------ THE DATA

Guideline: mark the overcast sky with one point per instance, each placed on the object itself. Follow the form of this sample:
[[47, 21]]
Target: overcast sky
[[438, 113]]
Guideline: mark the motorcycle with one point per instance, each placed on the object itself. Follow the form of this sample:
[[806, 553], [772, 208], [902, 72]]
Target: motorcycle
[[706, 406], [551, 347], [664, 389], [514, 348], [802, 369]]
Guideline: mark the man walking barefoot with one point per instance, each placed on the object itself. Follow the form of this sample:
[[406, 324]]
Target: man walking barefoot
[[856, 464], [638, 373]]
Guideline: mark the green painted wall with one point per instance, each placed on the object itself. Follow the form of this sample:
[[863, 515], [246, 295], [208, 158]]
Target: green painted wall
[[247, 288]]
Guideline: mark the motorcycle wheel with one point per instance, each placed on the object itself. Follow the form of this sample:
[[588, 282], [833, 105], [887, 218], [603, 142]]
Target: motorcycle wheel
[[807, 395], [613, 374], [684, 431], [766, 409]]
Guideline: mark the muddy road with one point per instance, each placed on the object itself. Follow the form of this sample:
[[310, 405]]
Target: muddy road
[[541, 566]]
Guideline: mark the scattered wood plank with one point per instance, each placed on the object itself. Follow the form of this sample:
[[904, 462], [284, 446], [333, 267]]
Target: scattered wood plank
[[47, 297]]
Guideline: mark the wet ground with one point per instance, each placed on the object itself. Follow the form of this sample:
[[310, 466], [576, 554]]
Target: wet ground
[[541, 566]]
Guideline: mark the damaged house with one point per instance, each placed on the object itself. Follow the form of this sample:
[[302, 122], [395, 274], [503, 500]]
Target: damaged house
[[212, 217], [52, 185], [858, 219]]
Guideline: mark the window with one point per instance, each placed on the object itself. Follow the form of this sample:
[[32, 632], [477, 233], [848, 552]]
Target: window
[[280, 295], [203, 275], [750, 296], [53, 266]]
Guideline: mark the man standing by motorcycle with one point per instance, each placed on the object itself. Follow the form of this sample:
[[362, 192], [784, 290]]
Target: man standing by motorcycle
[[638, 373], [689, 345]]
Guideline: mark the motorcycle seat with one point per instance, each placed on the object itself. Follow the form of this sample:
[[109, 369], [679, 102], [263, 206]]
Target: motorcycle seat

------------
------ THE DATA

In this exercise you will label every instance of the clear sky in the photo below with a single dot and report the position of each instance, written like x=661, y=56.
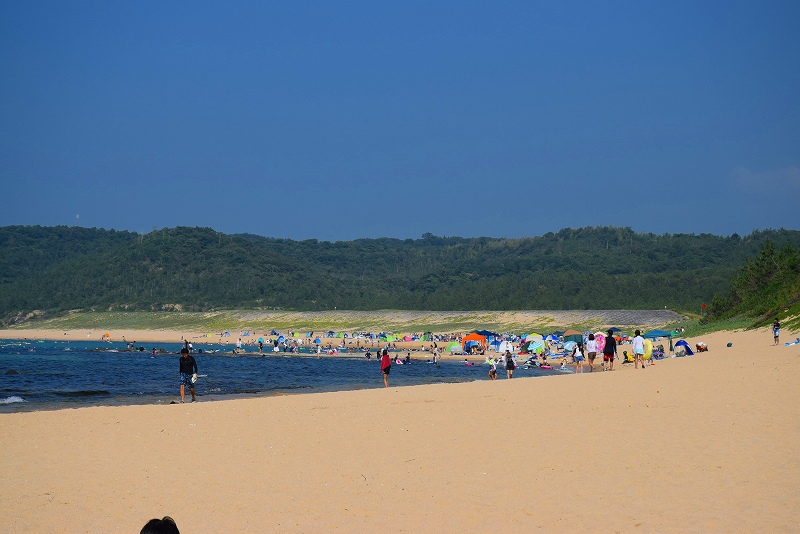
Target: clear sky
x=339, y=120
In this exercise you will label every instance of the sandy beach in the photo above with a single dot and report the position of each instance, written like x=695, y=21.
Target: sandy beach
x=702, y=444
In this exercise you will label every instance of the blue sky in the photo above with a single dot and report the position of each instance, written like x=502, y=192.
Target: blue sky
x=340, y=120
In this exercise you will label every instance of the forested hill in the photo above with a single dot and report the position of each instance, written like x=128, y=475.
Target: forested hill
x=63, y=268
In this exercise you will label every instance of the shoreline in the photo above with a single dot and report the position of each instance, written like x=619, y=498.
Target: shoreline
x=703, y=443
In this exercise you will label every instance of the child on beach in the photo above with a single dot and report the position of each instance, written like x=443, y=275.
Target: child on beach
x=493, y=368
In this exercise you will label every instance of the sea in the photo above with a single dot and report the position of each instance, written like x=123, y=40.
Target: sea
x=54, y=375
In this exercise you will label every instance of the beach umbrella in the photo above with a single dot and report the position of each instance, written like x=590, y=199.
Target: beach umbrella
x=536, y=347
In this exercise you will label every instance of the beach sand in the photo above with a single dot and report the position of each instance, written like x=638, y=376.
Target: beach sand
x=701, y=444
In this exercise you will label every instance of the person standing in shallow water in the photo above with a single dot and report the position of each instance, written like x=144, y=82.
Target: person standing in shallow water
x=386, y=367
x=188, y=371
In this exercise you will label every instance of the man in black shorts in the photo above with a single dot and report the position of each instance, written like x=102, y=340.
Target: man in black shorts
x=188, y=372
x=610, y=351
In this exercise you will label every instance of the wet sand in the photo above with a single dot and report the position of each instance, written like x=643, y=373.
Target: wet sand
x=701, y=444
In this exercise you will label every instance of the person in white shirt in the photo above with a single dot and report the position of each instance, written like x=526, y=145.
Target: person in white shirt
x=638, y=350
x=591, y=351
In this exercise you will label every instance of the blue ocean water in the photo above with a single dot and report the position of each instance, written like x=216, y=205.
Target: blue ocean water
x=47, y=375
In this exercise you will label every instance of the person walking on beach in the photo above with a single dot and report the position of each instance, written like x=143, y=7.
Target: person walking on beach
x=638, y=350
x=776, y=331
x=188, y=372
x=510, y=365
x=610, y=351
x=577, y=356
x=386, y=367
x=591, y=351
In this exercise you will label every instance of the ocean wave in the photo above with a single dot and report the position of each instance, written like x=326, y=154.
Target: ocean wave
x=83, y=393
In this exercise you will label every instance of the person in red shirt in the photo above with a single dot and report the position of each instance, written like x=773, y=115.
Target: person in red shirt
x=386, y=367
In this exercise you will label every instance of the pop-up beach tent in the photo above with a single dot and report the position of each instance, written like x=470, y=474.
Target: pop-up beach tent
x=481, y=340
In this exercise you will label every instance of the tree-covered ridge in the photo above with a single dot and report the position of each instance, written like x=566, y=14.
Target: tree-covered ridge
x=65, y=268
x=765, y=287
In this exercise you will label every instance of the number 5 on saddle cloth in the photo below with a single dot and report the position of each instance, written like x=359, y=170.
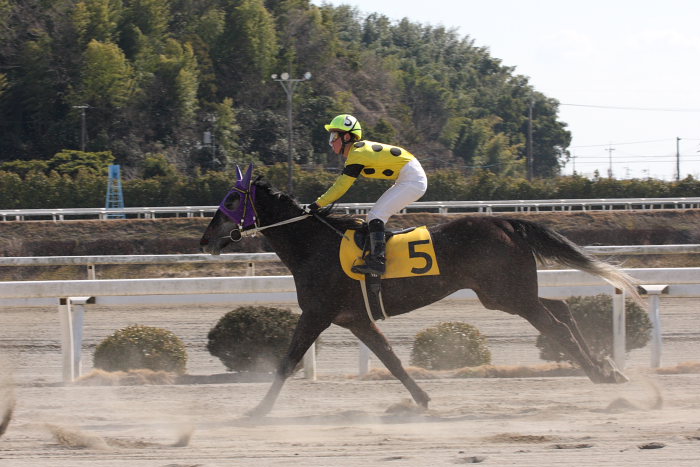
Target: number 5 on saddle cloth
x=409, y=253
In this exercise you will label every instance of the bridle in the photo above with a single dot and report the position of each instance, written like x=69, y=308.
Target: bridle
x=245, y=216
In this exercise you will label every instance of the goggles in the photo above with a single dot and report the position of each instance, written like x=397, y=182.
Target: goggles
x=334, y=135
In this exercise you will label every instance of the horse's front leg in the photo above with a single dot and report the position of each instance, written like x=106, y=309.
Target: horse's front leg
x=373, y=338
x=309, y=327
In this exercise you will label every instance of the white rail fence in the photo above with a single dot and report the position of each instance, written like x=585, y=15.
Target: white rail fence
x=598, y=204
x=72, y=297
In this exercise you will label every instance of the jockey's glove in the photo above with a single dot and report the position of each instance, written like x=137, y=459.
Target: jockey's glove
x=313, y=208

------------

### HOW TO COMPLETE THIS TASK
Return every line above in which the string "below" occurs.

### THE COMPLETED TASK
In this exercise you will label every instance of the clear sky in the photo below with a single dot and report the position of each instance, written like x=661, y=56.
In this exercise you will label every instance of the number 5 on saddle cloth in the photo below with a single dot and report the position of each instance, written like x=359, y=170.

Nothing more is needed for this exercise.